START LISTED ENTRIES
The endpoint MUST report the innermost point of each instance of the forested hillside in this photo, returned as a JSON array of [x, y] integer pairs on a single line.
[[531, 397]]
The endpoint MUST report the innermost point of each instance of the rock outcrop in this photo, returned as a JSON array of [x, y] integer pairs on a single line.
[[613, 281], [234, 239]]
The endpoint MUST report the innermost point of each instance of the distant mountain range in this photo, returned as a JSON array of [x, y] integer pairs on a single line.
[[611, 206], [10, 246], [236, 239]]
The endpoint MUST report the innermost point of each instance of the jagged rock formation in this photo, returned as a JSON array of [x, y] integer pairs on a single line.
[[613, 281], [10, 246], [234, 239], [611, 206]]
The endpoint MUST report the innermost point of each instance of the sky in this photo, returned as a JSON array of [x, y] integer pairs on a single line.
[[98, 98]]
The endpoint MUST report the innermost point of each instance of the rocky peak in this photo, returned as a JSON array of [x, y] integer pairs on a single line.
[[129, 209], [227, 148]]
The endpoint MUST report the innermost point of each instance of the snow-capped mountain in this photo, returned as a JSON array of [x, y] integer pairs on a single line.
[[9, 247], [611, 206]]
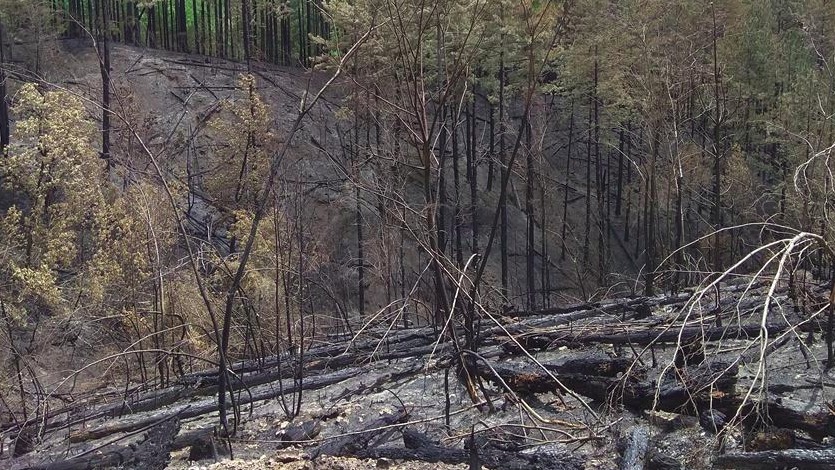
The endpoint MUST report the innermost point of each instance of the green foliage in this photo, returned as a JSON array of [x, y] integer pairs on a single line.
[[56, 177]]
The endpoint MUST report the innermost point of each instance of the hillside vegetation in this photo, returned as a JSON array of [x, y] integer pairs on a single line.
[[195, 188]]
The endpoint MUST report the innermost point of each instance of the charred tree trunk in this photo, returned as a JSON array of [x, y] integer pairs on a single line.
[[104, 66], [4, 107], [567, 174]]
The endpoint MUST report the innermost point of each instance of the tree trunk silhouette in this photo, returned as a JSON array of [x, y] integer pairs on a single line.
[[4, 106]]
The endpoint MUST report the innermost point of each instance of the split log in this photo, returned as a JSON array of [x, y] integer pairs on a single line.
[[354, 443], [152, 453], [421, 448], [191, 411], [709, 385], [299, 433], [792, 458], [641, 336], [635, 454]]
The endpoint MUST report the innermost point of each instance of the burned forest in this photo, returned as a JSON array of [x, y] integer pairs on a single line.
[[417, 234]]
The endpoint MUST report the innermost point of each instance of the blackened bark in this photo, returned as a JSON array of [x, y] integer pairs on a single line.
[[4, 107]]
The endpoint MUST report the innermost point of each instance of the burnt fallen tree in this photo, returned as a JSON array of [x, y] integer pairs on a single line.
[[419, 447], [151, 452], [790, 458]]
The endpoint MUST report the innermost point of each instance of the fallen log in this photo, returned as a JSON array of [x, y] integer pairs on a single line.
[[354, 443], [709, 386], [791, 458], [425, 450], [304, 431], [191, 411], [635, 453], [152, 453]]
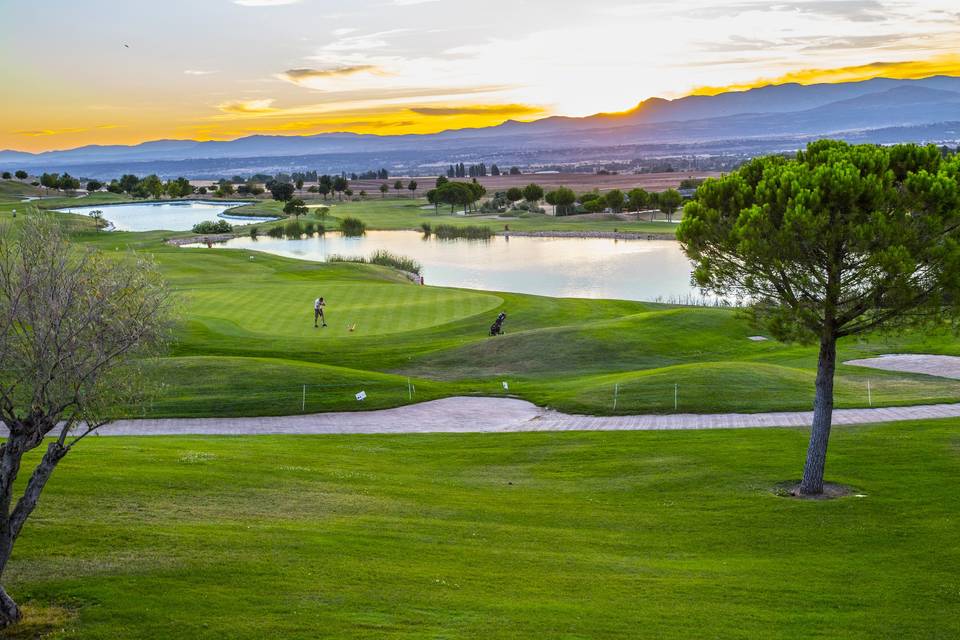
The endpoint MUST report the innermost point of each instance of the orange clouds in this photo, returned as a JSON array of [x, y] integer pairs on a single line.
[[247, 107], [905, 70]]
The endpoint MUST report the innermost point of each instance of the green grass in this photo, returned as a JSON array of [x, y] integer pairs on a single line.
[[540, 535], [16, 190], [244, 314]]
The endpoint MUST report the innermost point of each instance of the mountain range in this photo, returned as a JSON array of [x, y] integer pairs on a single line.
[[770, 118]]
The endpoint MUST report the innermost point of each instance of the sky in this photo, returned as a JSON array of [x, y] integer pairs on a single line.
[[80, 72]]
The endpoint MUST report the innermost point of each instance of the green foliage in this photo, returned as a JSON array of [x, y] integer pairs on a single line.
[[293, 229], [281, 191], [669, 201], [843, 237], [295, 207], [615, 200], [533, 193], [449, 232], [638, 199], [211, 226], [562, 199], [179, 188], [403, 263], [839, 241], [352, 227], [149, 187]]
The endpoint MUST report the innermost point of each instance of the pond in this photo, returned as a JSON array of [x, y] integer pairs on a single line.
[[170, 216], [649, 270]]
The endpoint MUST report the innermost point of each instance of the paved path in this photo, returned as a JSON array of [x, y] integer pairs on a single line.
[[940, 366], [493, 415]]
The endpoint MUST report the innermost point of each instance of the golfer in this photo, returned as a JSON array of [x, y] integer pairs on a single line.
[[318, 306]]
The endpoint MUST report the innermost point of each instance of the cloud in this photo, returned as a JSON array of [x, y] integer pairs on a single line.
[[47, 132], [303, 76], [264, 3], [479, 110], [248, 107], [948, 64]]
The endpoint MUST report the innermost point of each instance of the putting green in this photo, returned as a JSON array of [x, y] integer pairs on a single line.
[[369, 308]]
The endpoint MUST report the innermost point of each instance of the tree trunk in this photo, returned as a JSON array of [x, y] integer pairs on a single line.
[[9, 611], [812, 483]]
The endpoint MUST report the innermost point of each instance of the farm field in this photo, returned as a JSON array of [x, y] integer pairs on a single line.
[[246, 345], [579, 182], [575, 535]]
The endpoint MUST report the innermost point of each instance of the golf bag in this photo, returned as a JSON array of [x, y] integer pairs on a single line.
[[496, 329]]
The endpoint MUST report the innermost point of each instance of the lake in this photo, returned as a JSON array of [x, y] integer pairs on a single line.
[[170, 216], [559, 267]]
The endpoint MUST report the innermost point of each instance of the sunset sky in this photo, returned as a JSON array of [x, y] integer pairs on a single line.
[[221, 69]]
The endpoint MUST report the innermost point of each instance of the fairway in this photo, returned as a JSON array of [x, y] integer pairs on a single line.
[[245, 344], [538, 535], [368, 308]]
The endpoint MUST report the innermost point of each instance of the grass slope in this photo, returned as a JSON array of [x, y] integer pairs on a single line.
[[537, 535], [246, 345]]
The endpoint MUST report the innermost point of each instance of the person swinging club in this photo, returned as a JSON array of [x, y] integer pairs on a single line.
[[318, 306]]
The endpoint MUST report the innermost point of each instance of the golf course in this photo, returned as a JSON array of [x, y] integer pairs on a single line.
[[573, 535]]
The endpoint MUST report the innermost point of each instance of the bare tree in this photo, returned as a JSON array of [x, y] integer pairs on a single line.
[[74, 324]]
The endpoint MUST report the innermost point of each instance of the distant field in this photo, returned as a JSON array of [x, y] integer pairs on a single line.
[[577, 181]]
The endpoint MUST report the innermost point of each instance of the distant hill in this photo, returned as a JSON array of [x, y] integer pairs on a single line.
END LISTED ENTRIES
• PROBLEM TO SOLVE
Please repeat every one of the records above, swapping "innermost point" for "central point" and changing nothing else, and leave the pictures out.

• RESULT FOR THIS TASK
The endpoint MUST report the central point of each instance of the forested hillside in this photo, returned as a JSON array of [x, y] integer pairs on a single line.
[[531, 397]]
The endpoint MUST report the central point of each instance of the rock outcrop in this photo, returned as a JSON array of [x, y] integer pairs on a single line.
[[613, 281], [234, 239]]
The endpoint MUST report the central point of each instance of the distant mountain range in this photo, returned as a JSON array of [x, y] integer pairs on a single line.
[[611, 206], [10, 246], [236, 239]]
The endpoint MUST report the central point of each instance of the jagged rock formation in this photo, returned as a JSON array of [x, y] integer pairs on a single line.
[[613, 281], [10, 246], [234, 239], [611, 206]]
The endpoint MUST report the central point of each instance of the sky in this photo, returned as a JSON array of [x, y] integer pairs on a single line.
[[98, 98]]
The endpoint MUST report the central point of each instance of the rocky peak in this photo, returned as a JSON array of [x, y] integer pairs on a single line.
[[129, 209], [227, 148]]
The endpoint MUST report the central point of each instance of the snow-capped mountain in this photo, returned as a JSON array of [x, y] integer pairs on a single line.
[[9, 247], [611, 206]]
The endpoint MUST report the central point of each instance of the green foliage in this photo, returned as a JSON array of [x, y] integer pairs on a single line.
[[56, 177]]
The endpoint MUST report the central point of each instance of the hillside vegetation in this photo, returned as a JSON array of [x, y] integer pairs on a single line.
[[195, 188]]
The endpoint MUST report the central point of each instance of the charred tree trunk in this photo, returned as a JSON array of [x, y] integer pairs on a single line.
[[104, 66], [4, 107], [567, 174]]
The endpoint MUST report the central point of each instance of the tree trunk silhouette in this photo, returned as a JSON array of [x, y] integer pairs on a single line.
[[4, 106]]
The endpoint MUST report the central point of each instance of the split log in this photo, returned as a JSON array of [x, y] integer pairs on a single line.
[[354, 443], [152, 453], [421, 448], [191, 411], [709, 385], [299, 433], [792, 458], [641, 336], [635, 454]]
The endpoint MUST report the central point of each instance of the burned forest in this photo, returned as a JSON array of [x, y] integer pairs on a single line.
[[417, 234]]
The endpoint MUST report the central point of each instance of the blackened bark in this photo, returned as a JSON array of [x, y] integer pairs on a single line.
[[4, 107]]
The endpoint MUST report the central point of each instance of the burnt fallen tree in this photo, returned as a JSON array of [x, y] integer pairs on a single line.
[[419, 447], [151, 452], [790, 458]]
The endpoint MUST report the central point of each instance of the fallen log in this photo, returned as a JSON array of [x, y] integer pairs on a single line.
[[354, 443], [709, 386], [791, 458], [425, 450], [304, 431], [191, 411], [635, 453], [152, 453]]
The endpoint MUST report the central point of each instance of the orange clouds in this photo, returned as a JSON array of [x, y] integer pairs on a single line.
[[247, 107], [905, 70]]
The endpoint MUST report the central point of each instance of the green grass in this photo, returned as a JSON array of [x, y] integer pairs on a single line.
[[540, 535], [16, 190], [244, 314]]
The endpoint MUST report the central point of each instance of the mountain range in this photo, returned as a JSON array of [x, y] integer pairs on a single line.
[[770, 118]]
The endpoint MUST report the central point of each instance of the sky in this photo, returned as a JSON array of [x, y] integer pairs on a single line.
[[80, 72]]
The endpoint MUST report the central point of each instance of the green foliage in this photo, returned as a JSON array of [x, y] integer pairs on a single line.
[[293, 229], [281, 191], [669, 201], [843, 237], [295, 207], [615, 200], [533, 193], [449, 232], [638, 199], [211, 226], [562, 199], [179, 188], [403, 263], [839, 241], [352, 227], [149, 187]]
The endpoint MUST report the central point of each instance of the pond in this photo, returned as a JSON array of [x, y] integer pairs on a single line.
[[170, 216], [649, 270]]
The endpoint MUST report the central point of each instance of the paved path in this photo, returned as a JSON array of [x, y] integer pairs on a single line.
[[940, 366], [493, 415]]
The endpoint MUST report the central point of each instance of the golfer in this photo, returned as a JSON array of [x, y] integer pairs on a single line.
[[318, 306]]
The endpoint MUST report the central point of each instance of the cloud in this photo, returned as a JSON array of [x, y] integer pairs on a single line.
[[47, 132], [303, 76], [264, 3], [479, 110], [248, 107], [948, 64]]
The endpoint MUST report the central point of each instance of the putting green in this photo, returned as a JSON array of [x, y] integer pairs on a single line.
[[369, 308]]
The endpoint MUST report the central point of each instance of the tree trunk in this photo, returned as a JSON array of [x, y] integer pairs on a single line.
[[9, 611], [812, 483]]
The endpoint MUST report the central point of each instance of the farm field in this photo, returned as a JSON array of [x, y] integer pairs on a single line.
[[246, 345], [579, 182], [575, 535]]
The endpoint MUST report the central point of each instance of the golf bag in this photo, returned as a JSON array of [x, y] integer pairs on a single line.
[[496, 329]]
The endpoint MUST report the central point of each instance of the lake in this photo, returned as a JSON array of [x, y] integer pairs on a single line.
[[170, 216], [559, 267]]
The endpoint MUST report the central point of each instance of the sunset sky in this photo, returned as a JSON array of [x, y] integer pairs on a single line.
[[221, 69]]
The endpoint MUST report the central point of each instance of the fairway in this photo, returned as a JSON array of [x, y] integer pairs on a single line.
[[245, 344], [538, 535], [368, 308]]
The endpoint MUST report the central point of each instance of the grass slope in this photo, returned as a JSON array of [x, y] integer pairs on a single line.
[[537, 535], [246, 345]]
The endpoint MUST report the central point of each instance of the person swinging club in this photo, returned as a JSON array of [x, y] integer pairs on a single line.
[[318, 306]]
The endpoint MUST report the central point of each instance of the golf course in this photo, returned as a JSON array of [x, y] integer pairs on a single line.
[[573, 535]]
The endpoint MUST report the central point of each instance of the bare tree in this photo, returned as a JSON array of [x, y] integer pairs on a single line.
[[74, 324]]
The endpoint MUST report the central point of each instance of the distant field in this photo, returned as a JSON array of [x, y] integer pairs on a single line.
[[577, 181]]
The endpoint MUST report the central point of each instance of the distant hill in this photo, returned as a JSON array of [x, y] integer pairs on a single line.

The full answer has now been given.